**GIVEN TASK:**
Count the lines of the records below that contain the string "blue", and give only that number.

**PROVIDED DATA:**

::::

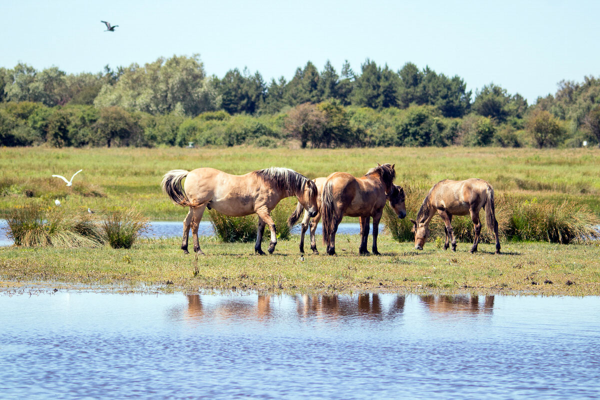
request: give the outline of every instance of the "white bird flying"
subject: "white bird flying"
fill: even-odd
[[[62,179],[63,181],[64,181],[65,182],[67,182],[67,186],[71,186],[71,185],[73,184],[73,178],[75,178],[75,175],[77,175],[78,173],[79,173],[80,172],[81,172],[83,170],[79,170],[79,171],[77,171],[77,172],[76,172],[75,173],[74,173],[73,176],[71,177],[71,180],[70,181],[67,181],[67,178],[65,178],[64,176],[62,176],[61,175],[52,175],[52,176],[54,176],[55,178],[61,178],[61,179]]]
[[[119,25],[115,25],[114,26],[111,26],[110,23],[107,22],[106,21],[100,21],[100,22],[103,22],[106,24],[106,30],[104,31],[104,32],[109,32],[109,31],[115,32],[115,28],[119,26]]]

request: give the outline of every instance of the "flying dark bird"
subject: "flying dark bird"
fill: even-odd
[[[111,26],[110,23],[107,22],[106,21],[100,21],[100,22],[106,24],[106,30],[104,31],[104,32],[108,32],[109,31],[110,31],[110,32],[115,32],[115,28],[119,26],[119,25],[115,25],[114,26]]]

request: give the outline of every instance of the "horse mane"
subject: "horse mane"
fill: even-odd
[[[436,187],[443,182],[446,179],[442,179],[439,182],[431,187],[431,188],[429,190],[429,193],[427,193],[427,196],[425,197],[425,199],[423,200],[423,203],[421,204],[421,208],[419,209],[419,212],[416,214],[416,220],[419,222],[423,222],[427,219],[427,216],[429,215],[429,209],[431,207],[431,193],[433,192],[433,190],[436,188]],[[422,221],[421,219],[422,219]]]
[[[389,164],[377,166],[367,171],[367,173],[365,174],[365,176],[375,173],[376,172],[379,173],[379,176],[381,177],[381,180],[383,182],[385,187],[387,188],[388,191],[391,191],[391,187],[394,185],[394,180],[396,179],[396,172],[392,168],[392,166]]]
[[[271,167],[254,171],[253,173],[279,190],[291,193],[295,196],[301,196],[307,182],[313,184],[308,185],[311,192],[310,196],[312,197],[317,193],[317,187],[314,182],[289,168]]]

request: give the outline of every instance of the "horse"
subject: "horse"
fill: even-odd
[[[446,243],[444,249],[447,250],[452,240],[452,250],[456,251],[456,239],[452,230],[452,215],[471,215],[475,237],[473,246],[470,250],[473,253],[477,251],[481,232],[479,221],[479,210],[485,209],[485,223],[488,229],[493,229],[496,235],[496,253],[500,253],[500,240],[498,237],[498,221],[496,219],[494,205],[494,189],[483,179],[470,178],[465,181],[444,179],[437,182],[430,190],[423,200],[421,209],[417,213],[416,221],[410,219],[415,232],[415,249],[422,250],[425,242],[429,237],[429,222],[436,212],[444,221],[446,233]]]
[[[181,181],[186,178],[182,186]],[[181,249],[188,251],[190,226],[194,251],[204,254],[198,243],[198,224],[204,209],[214,209],[230,216],[259,216],[254,251],[264,254],[261,242],[265,225],[271,230],[268,251],[272,254],[277,244],[276,227],[271,212],[282,199],[296,196],[313,216],[317,212],[317,187],[304,175],[287,168],[271,167],[253,171],[244,175],[232,175],[213,168],[193,171],[173,170],[164,175],[161,186],[171,201],[190,211],[184,219]]]
[[[319,191],[319,195],[317,196],[317,207],[319,211],[317,213],[316,215],[311,218],[310,215],[308,215],[308,212],[304,209],[304,207],[299,202],[296,207],[296,209],[292,213],[289,218],[287,219],[287,224],[290,227],[293,226],[293,225],[296,224],[296,222],[298,222],[298,220],[300,218],[300,216],[302,215],[302,211],[304,212],[304,216],[302,218],[302,222],[301,223],[302,230],[300,233],[300,245],[299,246],[300,248],[300,252],[302,254],[304,254],[304,235],[306,234],[306,231],[308,229],[308,227],[310,226],[310,249],[313,251],[314,254],[319,254],[319,251],[317,249],[317,241],[315,239],[314,235],[317,230],[317,225],[319,224],[319,221],[321,219],[321,193],[323,193],[323,185],[326,181],[327,178],[325,176],[313,179],[314,184],[317,187],[317,190]],[[392,204],[392,207],[394,208],[394,211],[396,212],[397,215],[400,216],[401,214],[402,209],[404,209],[404,216],[406,216],[406,208],[404,204],[404,189],[403,189],[401,187],[396,186],[395,185],[394,185],[394,188],[392,190],[392,193],[388,196],[388,200],[389,200],[389,203]],[[377,236],[377,233],[375,233],[375,236]],[[376,248],[376,245],[375,247]]]
[[[369,221],[373,218],[373,252],[379,255],[377,236],[379,220],[388,197],[393,199],[392,207],[398,218],[406,216],[404,190],[394,184],[396,173],[394,165],[377,163],[362,178],[345,172],[334,172],[327,177],[321,194],[320,212],[323,216],[323,242],[327,254],[335,254],[335,233],[344,215],[358,216],[361,224],[361,246],[359,252],[367,255]],[[395,193],[398,191],[397,194]]]

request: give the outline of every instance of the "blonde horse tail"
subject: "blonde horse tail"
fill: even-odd
[[[289,218],[287,218],[287,226],[291,228],[296,225],[296,222],[300,219],[300,216],[302,215],[302,211],[304,210],[304,206],[298,201],[298,205],[296,206],[296,209],[290,214]]]
[[[494,204],[494,189],[487,184],[485,187],[485,224],[491,232],[494,232],[498,228],[498,221],[496,219],[496,206]]]
[[[164,174],[163,181],[160,184],[163,191],[169,197],[173,204],[182,207],[191,205],[184,191],[181,181],[190,173],[185,170],[173,170]]]
[[[334,209],[333,181],[328,179],[321,194],[321,215],[323,218],[323,243],[329,247],[334,240],[337,216]]]

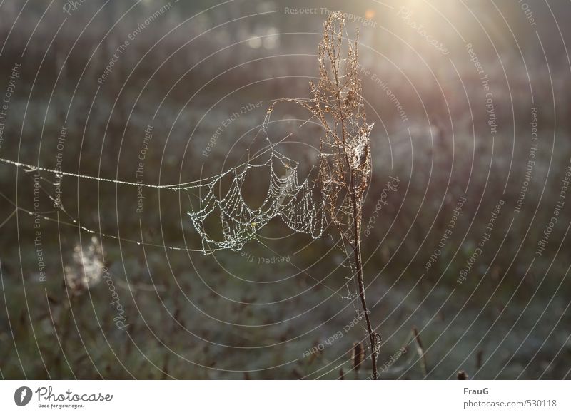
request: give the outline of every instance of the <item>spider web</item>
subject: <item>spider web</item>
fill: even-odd
[[[202,251],[204,255],[221,250],[239,251],[251,240],[260,242],[258,240],[258,232],[275,218],[281,219],[288,227],[296,232],[305,233],[313,238],[319,238],[323,235],[325,220],[324,201],[316,200],[316,183],[310,178],[311,172],[303,180],[300,180],[298,175],[299,163],[279,153],[275,148],[276,144],[271,143],[266,131],[271,112],[271,107],[254,138],[256,140],[259,135],[263,135],[269,144],[266,150],[239,166],[193,182],[176,185],[151,185],[64,172],[4,158],[0,158],[0,161],[21,168],[26,173],[44,172],[54,174],[59,178],[71,176],[116,185],[186,192],[189,194],[189,200],[191,193],[196,194],[196,191],[198,190],[198,193],[201,195],[198,206],[196,209],[193,209],[191,206],[187,213],[193,227],[201,237],[202,247],[201,250],[185,250]],[[258,161],[263,159],[263,156],[266,156],[266,160]],[[256,174],[258,170],[263,168],[270,170],[268,190],[262,203],[258,208],[253,208],[244,198],[245,181],[248,175]],[[283,170],[286,173],[281,174],[280,171]],[[61,183],[61,180],[54,183],[46,178],[41,176],[40,178],[49,183],[49,185],[59,185]],[[228,190],[222,195],[218,195],[216,190],[221,188],[223,183],[228,180],[231,183]],[[52,192],[43,187],[42,189],[52,200],[55,200],[55,198],[51,195]],[[33,214],[29,210],[19,209]],[[79,227],[91,233],[100,233],[79,225],[66,212],[63,205],[59,205],[59,209],[69,216],[74,224],[76,224]],[[54,220],[45,216],[42,217]],[[207,222],[211,222],[212,217],[218,217],[219,228],[217,230],[211,231],[209,229],[211,227],[208,226]],[[213,234],[221,236],[213,236]],[[101,235],[128,242],[136,242],[139,245],[142,243],[113,235]],[[145,245],[162,246],[155,244]],[[173,247],[164,247],[180,249]]]

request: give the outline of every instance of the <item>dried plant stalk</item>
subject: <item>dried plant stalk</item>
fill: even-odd
[[[310,98],[290,98],[317,118],[325,133],[320,143],[319,180],[330,222],[350,260],[369,336],[373,379],[377,379],[378,336],[373,332],[365,297],[361,260],[361,211],[371,177],[370,134],[359,79],[357,41],[348,41],[345,15],[331,14],[319,45],[319,81]],[[347,40],[346,41],[345,41]]]

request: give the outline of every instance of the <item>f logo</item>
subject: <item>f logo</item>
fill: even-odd
[[[19,406],[25,406],[31,400],[31,389],[28,386],[21,386],[14,393],[14,401]]]

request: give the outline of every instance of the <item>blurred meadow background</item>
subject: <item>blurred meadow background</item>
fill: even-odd
[[[570,379],[568,2],[4,0],[0,158],[149,184],[239,165],[273,100],[308,96],[338,10],[375,123],[380,378]],[[301,176],[308,118],[283,104],[268,125]],[[200,195],[27,170],[0,163],[3,378],[369,376],[332,230],[275,220],[204,255],[185,250]]]

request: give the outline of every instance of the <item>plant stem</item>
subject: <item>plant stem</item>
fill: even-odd
[[[353,179],[353,174],[351,175]],[[360,215],[358,216],[359,212],[358,211],[357,206],[357,196],[355,193],[351,195],[351,202],[353,203],[353,237],[355,239],[355,250],[353,255],[355,256],[355,266],[357,268],[357,281],[359,285],[359,297],[361,299],[361,304],[363,305],[363,312],[365,313],[365,320],[367,322],[367,331],[369,333],[369,342],[370,343],[370,360],[373,363],[373,379],[377,380],[377,353],[376,353],[376,339],[375,338],[375,332],[370,325],[370,319],[369,319],[369,309],[367,308],[367,300],[365,298],[365,283],[363,278],[363,267],[361,262],[361,241],[359,230],[359,220]]]

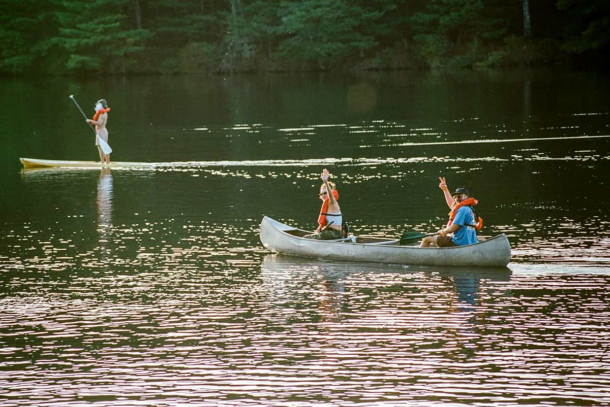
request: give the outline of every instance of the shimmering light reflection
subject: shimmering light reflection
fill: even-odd
[[[606,136],[558,150],[497,143],[512,132],[504,124],[450,124],[473,123],[458,134],[381,120],[228,126],[210,134],[276,150],[154,171],[24,172],[23,196],[38,199],[0,235],[0,407],[608,405],[610,219],[580,193],[603,185]],[[482,149],[437,143],[489,129]],[[307,149],[321,135],[337,141],[328,155]],[[425,148],[389,157],[387,140]],[[438,176],[472,183],[489,220],[481,237],[506,233],[512,262],[269,253],[262,214],[315,227],[322,166],[361,235],[436,230]],[[589,175],[578,193],[551,183],[573,171]]]

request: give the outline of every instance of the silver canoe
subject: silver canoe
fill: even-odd
[[[423,249],[401,246],[398,239],[351,236],[341,241],[323,241],[303,237],[311,233],[267,216],[260,222],[263,246],[295,256],[396,264],[481,267],[506,267],[511,261],[511,244],[504,233],[475,244]]]

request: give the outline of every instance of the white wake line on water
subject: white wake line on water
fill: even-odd
[[[378,146],[364,145],[360,146],[360,148],[368,148],[370,147],[406,147],[409,146],[440,146],[443,144],[476,144],[487,143],[518,143],[520,141],[547,141],[550,140],[568,140],[575,139],[590,139],[590,138],[608,138],[610,135],[603,136],[567,136],[565,137],[541,137],[532,138],[507,138],[507,139],[490,139],[479,140],[461,140],[459,141],[432,141],[430,143],[401,143],[392,144],[380,144]]]

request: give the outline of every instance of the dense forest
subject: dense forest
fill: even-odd
[[[0,0],[0,73],[605,64],[608,0]]]

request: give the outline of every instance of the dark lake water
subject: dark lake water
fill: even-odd
[[[0,79],[0,407],[610,405],[610,75]],[[22,170],[96,160],[154,170]],[[466,186],[506,269],[279,255],[328,168],[357,235]]]

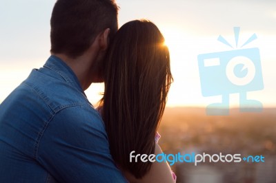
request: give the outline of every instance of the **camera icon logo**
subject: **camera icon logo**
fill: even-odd
[[[234,28],[237,47],[239,28]],[[257,39],[253,34],[242,46]],[[218,40],[233,47],[222,36]],[[199,54],[197,57],[204,96],[221,96],[219,103],[207,107],[208,115],[229,114],[229,95],[239,94],[241,112],[262,111],[259,101],[248,100],[246,92],[264,89],[259,50],[257,47]]]

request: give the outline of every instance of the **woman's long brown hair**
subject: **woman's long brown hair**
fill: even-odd
[[[130,162],[130,153],[155,153],[172,80],[169,52],[157,27],[145,20],[124,25],[107,53],[101,113],[113,159],[137,178],[151,162]]]

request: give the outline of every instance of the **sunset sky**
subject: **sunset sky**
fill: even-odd
[[[50,19],[55,1],[1,1],[0,103],[32,68],[39,68],[50,53]],[[240,49],[253,34],[257,39],[243,48],[260,50],[264,89],[248,98],[264,107],[276,107],[276,1],[273,0],[117,0],[119,26],[139,19],[154,22],[163,33],[171,55],[175,82],[168,106],[205,107],[219,96],[201,94],[197,56]],[[233,27],[240,27],[237,47]],[[217,41],[224,37],[230,47]],[[93,84],[86,93],[95,103],[102,85]],[[239,105],[231,94],[230,105]]]

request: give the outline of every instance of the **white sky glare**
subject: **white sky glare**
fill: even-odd
[[[235,45],[233,27],[240,27],[240,43],[255,33],[257,39],[245,48],[260,50],[264,89],[248,98],[264,107],[276,107],[276,1],[117,0],[119,25],[146,19],[161,30],[169,46],[175,82],[169,106],[204,107],[220,100],[203,97],[197,55],[232,50],[217,41],[223,36]],[[50,19],[54,0],[1,0],[0,103],[50,56]],[[86,92],[93,103],[100,98],[101,85]],[[231,106],[238,97],[230,96]]]

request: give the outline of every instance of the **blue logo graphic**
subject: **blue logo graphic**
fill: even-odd
[[[239,28],[234,28],[236,47],[238,47]],[[257,39],[251,36],[239,50],[199,54],[197,57],[201,93],[204,96],[221,96],[219,103],[207,107],[207,115],[229,114],[229,95],[239,94],[239,110],[241,112],[259,112],[262,103],[249,100],[246,92],[264,89],[259,50],[257,47],[241,49]],[[233,47],[221,36],[219,41]]]

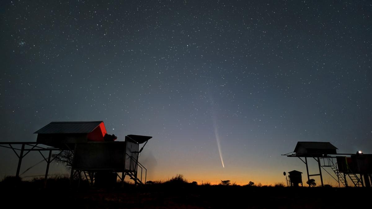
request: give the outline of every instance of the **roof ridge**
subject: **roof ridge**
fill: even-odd
[[[95,120],[94,121],[52,121],[50,123],[98,123],[103,122],[103,120]]]

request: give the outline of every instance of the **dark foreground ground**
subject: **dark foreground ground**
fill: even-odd
[[[0,184],[0,207],[18,208],[370,208],[365,188],[257,187],[158,184],[124,187],[68,189],[68,182],[37,189]],[[41,185],[39,185],[39,186]],[[9,206],[6,206],[9,205]]]

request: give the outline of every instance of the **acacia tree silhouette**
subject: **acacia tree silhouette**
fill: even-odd
[[[225,186],[228,186],[231,183],[230,181],[230,180],[225,180],[224,181],[221,180],[221,183],[220,184]]]
[[[70,150],[62,150],[60,152],[52,154],[52,158],[55,158],[55,160],[66,166],[66,168],[70,170],[72,165],[73,161],[74,160],[74,153]],[[73,178],[74,179],[78,179],[81,178],[81,174],[80,172],[75,172],[74,173]]]
[[[317,183],[315,183],[315,180],[314,179],[310,179],[308,181],[306,181],[306,183],[309,184],[310,187],[314,187],[317,185]]]

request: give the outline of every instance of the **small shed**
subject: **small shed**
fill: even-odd
[[[337,148],[329,142],[298,142],[294,152],[297,155],[311,157],[336,154]]]
[[[37,142],[61,148],[66,144],[104,141],[107,133],[102,121],[51,122],[34,133]]]
[[[302,186],[302,172],[293,170],[288,173],[289,174],[289,181],[291,186],[298,187],[298,184],[301,184],[301,186]]]

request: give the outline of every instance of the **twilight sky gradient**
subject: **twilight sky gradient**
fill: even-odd
[[[103,120],[119,141],[153,136],[148,180],[212,183],[305,173],[280,155],[298,141],[372,153],[371,1],[105,1],[0,2],[0,141]],[[0,150],[0,177],[14,175]]]

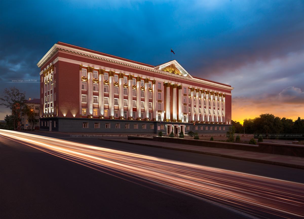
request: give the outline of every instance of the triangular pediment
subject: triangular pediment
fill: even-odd
[[[185,70],[176,60],[175,60],[157,66],[154,68],[154,69],[163,71],[166,72],[183,76],[184,77],[193,78],[187,71]]]

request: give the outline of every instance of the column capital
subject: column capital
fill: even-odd
[[[119,78],[123,78],[125,74],[126,74],[123,73],[120,73],[118,74],[118,77]]]
[[[88,72],[92,73],[93,72],[93,70],[94,69],[93,67],[88,67]]]
[[[99,74],[105,74],[105,69],[101,69],[100,68],[99,70]]]

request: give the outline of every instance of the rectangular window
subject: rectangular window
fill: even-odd
[[[103,74],[103,78],[106,80],[109,80],[109,74],[107,73],[105,73]]]
[[[81,115],[83,116],[86,116],[87,115],[87,108],[83,108],[82,109],[82,113],[81,113]]]
[[[119,94],[119,93],[118,90],[118,87],[114,87],[114,93],[115,94]]]
[[[103,92],[105,93],[109,92],[109,86],[108,85],[105,85],[103,87]]]
[[[98,84],[93,84],[93,91],[98,91]]]
[[[94,78],[98,78],[98,72],[96,71],[93,71],[93,77]]]
[[[118,82],[118,76],[115,75],[114,76],[114,82]]]
[[[93,116],[98,116],[98,109],[93,109]]]
[[[81,94],[81,103],[87,102],[87,95],[85,94]]]
[[[93,96],[93,103],[98,103],[98,96]]]
[[[108,97],[105,97],[104,98],[104,104],[105,105],[109,104],[109,98]]]

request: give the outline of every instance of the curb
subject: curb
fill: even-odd
[[[192,150],[183,149],[181,148],[171,148],[169,147],[159,146],[158,145],[150,145],[149,144],[142,144],[141,143],[135,143],[133,142],[126,142],[123,141],[119,141],[119,140],[112,140],[109,139],[98,139],[102,140],[104,140],[105,141],[110,141],[110,142],[119,142],[119,143],[125,143],[125,144],[129,144],[131,145],[140,145],[143,146],[147,146],[148,147],[152,147],[154,148],[163,148],[164,149],[168,149],[169,150],[174,150],[176,151],[184,151],[186,152],[190,152],[190,153],[195,153],[197,154],[206,154],[206,155],[210,155],[211,156],[216,156],[217,157],[224,157],[226,158],[235,159],[237,160],[244,160],[246,161],[250,161],[250,162],[255,162],[257,163],[265,163],[267,164],[271,164],[272,165],[275,165],[278,166],[285,166],[286,167],[291,167],[291,168],[295,168],[297,169],[304,169],[304,166],[302,166],[301,165],[292,164],[291,163],[282,163],[279,162],[271,161],[269,160],[260,160],[258,159],[253,159],[252,158],[248,158],[245,157],[235,157],[233,156],[230,156],[230,155],[227,155],[225,154],[218,154],[215,153],[204,152],[203,151],[194,151]]]

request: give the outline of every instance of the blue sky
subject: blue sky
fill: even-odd
[[[302,1],[14,1],[0,8],[0,95],[40,98],[36,64],[58,41],[231,85],[232,119],[304,117]],[[0,107],[0,120],[7,109]]]

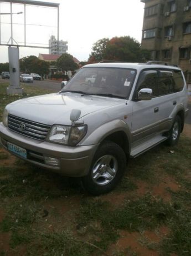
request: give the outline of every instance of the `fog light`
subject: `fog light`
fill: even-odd
[[[59,166],[59,160],[58,158],[54,158],[50,157],[44,157],[44,162],[46,164],[52,166]]]

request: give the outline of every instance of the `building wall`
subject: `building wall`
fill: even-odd
[[[58,41],[54,36],[51,36],[49,40],[49,54],[62,54],[66,53],[68,51],[68,42],[59,41],[59,52],[58,52]]]
[[[145,4],[142,47],[151,51],[152,59],[178,64],[183,71],[191,73],[191,1],[141,0],[141,2]],[[149,12],[157,4],[159,8],[156,13]],[[188,7],[187,10],[186,6]],[[190,22],[188,33],[184,33],[186,22]],[[173,34],[169,37],[167,34],[170,34],[168,33],[171,27]],[[154,37],[144,38],[145,31],[152,29],[156,29]],[[185,51],[187,54],[184,56],[183,53]]]

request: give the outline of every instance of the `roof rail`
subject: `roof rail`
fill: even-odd
[[[112,63],[112,62],[125,62],[123,61],[101,61],[99,63]]]
[[[172,63],[171,62],[166,62],[163,61],[150,61],[146,63],[148,65],[151,65],[152,64],[157,64],[158,65],[165,65],[165,66],[171,66],[172,67],[178,67],[177,64]]]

::::

**RIGHT ANSWER:**
4